§ WHAT YOU WILL DO
The following entries are to be repeated exactly, and the pictures are to be left behind.

[Referring expression data]
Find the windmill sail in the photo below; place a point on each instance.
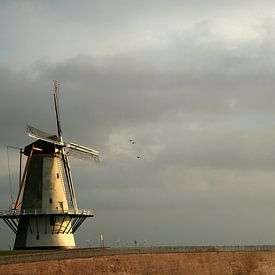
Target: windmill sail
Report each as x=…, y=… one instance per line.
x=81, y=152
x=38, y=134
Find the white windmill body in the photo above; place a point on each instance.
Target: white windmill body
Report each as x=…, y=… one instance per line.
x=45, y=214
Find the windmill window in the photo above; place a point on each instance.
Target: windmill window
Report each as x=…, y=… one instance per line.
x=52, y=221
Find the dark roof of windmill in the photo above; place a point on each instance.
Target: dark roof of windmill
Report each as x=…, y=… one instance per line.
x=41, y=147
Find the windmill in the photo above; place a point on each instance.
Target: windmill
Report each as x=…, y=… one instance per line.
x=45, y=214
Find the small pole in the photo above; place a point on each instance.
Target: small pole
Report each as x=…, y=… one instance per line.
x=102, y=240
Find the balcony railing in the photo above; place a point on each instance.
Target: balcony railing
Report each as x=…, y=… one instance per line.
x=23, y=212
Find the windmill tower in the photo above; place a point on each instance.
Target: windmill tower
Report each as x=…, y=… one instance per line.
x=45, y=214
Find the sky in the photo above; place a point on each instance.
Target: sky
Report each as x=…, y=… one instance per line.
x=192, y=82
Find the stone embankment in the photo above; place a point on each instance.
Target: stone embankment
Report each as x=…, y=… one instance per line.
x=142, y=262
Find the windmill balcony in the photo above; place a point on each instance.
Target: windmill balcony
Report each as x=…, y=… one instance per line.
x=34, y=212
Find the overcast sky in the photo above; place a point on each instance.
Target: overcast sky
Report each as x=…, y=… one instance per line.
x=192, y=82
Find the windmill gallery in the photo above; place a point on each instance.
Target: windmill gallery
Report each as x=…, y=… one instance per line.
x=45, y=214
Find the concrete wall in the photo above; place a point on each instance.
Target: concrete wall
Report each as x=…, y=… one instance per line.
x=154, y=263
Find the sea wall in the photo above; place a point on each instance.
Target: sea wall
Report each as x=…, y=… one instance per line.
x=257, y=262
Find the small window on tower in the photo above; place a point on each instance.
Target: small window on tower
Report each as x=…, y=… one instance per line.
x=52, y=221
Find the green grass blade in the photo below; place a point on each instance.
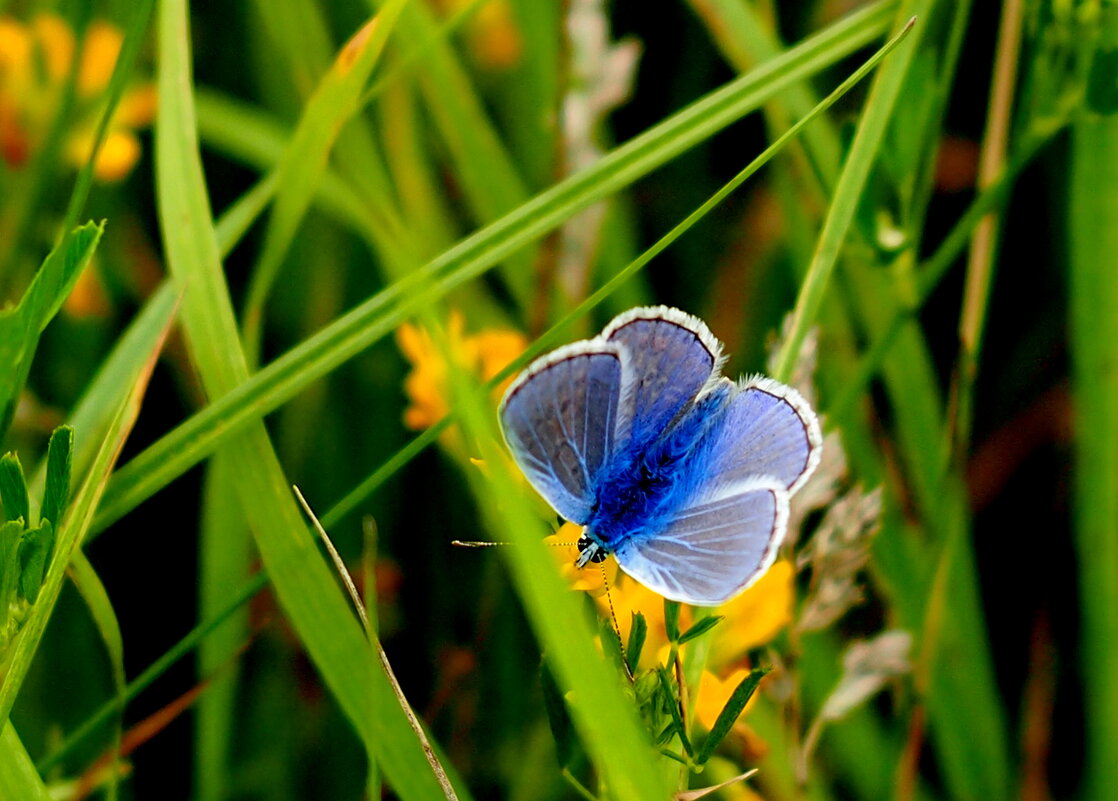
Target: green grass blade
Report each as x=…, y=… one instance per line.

§ RESULT
Find the windmill sail in the photo below; place a point on each instance.
Target: windmill sail
Report each as x=…, y=… one instance per line.
x=81, y=152
x=38, y=134
Find the white windmill body in the photo above; place a point on each instance.
Target: white windmill body
Report each as x=…, y=… one instance per line.
x=45, y=214
Find the windmill window in the photo above; place a point on each instance.
Target: windmill window
Report each as x=…, y=… one instance per line.
x=52, y=221
Find the dark roof of windmill in the photo above; place a point on each instance.
Target: dark roof of windmill
Report each as x=…, y=… one instance per line.
x=41, y=147
Find the windmill in the photo above; place a point on each instance.
Target: windmill
Report each as x=…, y=… one instance per line.
x=45, y=214
Find the small pole in the photo above; place a point on each instance.
Target: small pole
Report each as x=…, y=… one instance per line.
x=102, y=240
Find the balcony railing in the photo above; place a point on each instance.
Target: balcony railing
Report each as x=…, y=… one instance per line.
x=23, y=212
Find the windmill tower in the photo above; place a point on each instance.
Target: windmill tower
Report each as x=…, y=… one instance per line.
x=45, y=214
Find the sky in the photo above; place a point on each instance.
Target: sky
Report each as x=…, y=… one instance per line.
x=192, y=82
Find the stone embankment in the photo above; place a point on each instance.
Target: stone embankment
Report each as x=…, y=… one instance per line.
x=142, y=262
Find the windmill balcony in the photo above; place a point on each instance.
Target: windmill balcony
Report each as x=…, y=… one instance per line.
x=34, y=212
Find the overcast sky in the photo above; place a point on each instance.
Target: overcast sky
Report each as x=…, y=… one instance per line.
x=192, y=82
Find the windmill gallery in the photo above; place a point on each instance.
Target: windmill gallery
Report each as x=…, y=… one instance per line.
x=45, y=214
Find the concrete wall in the photo above; place a point on each instance.
Target: concrete wall
Report each as x=…, y=… one instance per line.
x=154, y=263
Find the sea wall in the photo above; place a point on each instance.
Target: sea wall
Report each as x=…, y=… one instance per line.
x=257, y=262
Find the small window on tower in the photo above; place a point on each instance.
Target: small window on tower
Report each as x=…, y=… one instance per line.
x=52, y=221
Find the green grass blade in the photo below; place a point on each instance.
Target: green grass blade
Report each as x=…, y=… one instance per line.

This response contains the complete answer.